**ASSIGNMENT:** Scan the entries below and say how many lines contain "train". Write only the number.

**INPUT FOR THIS TASK:**
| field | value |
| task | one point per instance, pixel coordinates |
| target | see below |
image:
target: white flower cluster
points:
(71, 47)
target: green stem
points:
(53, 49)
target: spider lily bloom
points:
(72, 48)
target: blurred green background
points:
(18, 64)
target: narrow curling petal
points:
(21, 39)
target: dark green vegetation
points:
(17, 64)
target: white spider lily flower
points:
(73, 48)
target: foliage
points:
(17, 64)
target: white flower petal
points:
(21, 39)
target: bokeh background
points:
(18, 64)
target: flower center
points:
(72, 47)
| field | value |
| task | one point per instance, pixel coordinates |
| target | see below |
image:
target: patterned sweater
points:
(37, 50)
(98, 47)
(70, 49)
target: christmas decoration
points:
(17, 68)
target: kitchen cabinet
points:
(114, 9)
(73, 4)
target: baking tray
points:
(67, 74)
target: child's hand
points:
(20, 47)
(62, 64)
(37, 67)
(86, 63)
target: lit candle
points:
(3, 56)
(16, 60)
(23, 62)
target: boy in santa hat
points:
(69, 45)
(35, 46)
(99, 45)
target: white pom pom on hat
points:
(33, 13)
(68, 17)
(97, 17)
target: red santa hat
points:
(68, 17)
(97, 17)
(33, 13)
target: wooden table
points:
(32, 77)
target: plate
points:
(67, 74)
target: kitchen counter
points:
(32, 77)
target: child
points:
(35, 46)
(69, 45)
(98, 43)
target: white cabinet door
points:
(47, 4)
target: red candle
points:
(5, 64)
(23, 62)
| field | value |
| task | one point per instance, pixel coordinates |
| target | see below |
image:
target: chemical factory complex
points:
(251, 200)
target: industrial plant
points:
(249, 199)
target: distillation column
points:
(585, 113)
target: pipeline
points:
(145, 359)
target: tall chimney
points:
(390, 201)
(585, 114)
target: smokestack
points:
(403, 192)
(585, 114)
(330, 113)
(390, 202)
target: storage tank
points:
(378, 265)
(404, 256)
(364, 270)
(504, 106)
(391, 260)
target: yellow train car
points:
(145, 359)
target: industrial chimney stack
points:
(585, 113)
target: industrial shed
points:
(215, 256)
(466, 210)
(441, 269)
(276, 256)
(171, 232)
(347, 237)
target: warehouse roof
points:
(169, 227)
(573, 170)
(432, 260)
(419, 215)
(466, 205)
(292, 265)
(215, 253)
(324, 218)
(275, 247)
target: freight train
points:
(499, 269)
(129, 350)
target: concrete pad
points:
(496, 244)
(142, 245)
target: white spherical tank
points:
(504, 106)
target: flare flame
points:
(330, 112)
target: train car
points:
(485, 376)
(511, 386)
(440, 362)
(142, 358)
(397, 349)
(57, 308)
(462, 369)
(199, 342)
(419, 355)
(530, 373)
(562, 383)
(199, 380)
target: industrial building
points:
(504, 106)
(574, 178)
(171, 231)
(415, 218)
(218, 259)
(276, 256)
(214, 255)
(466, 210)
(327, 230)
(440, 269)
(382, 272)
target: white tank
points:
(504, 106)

**RESULT:** 3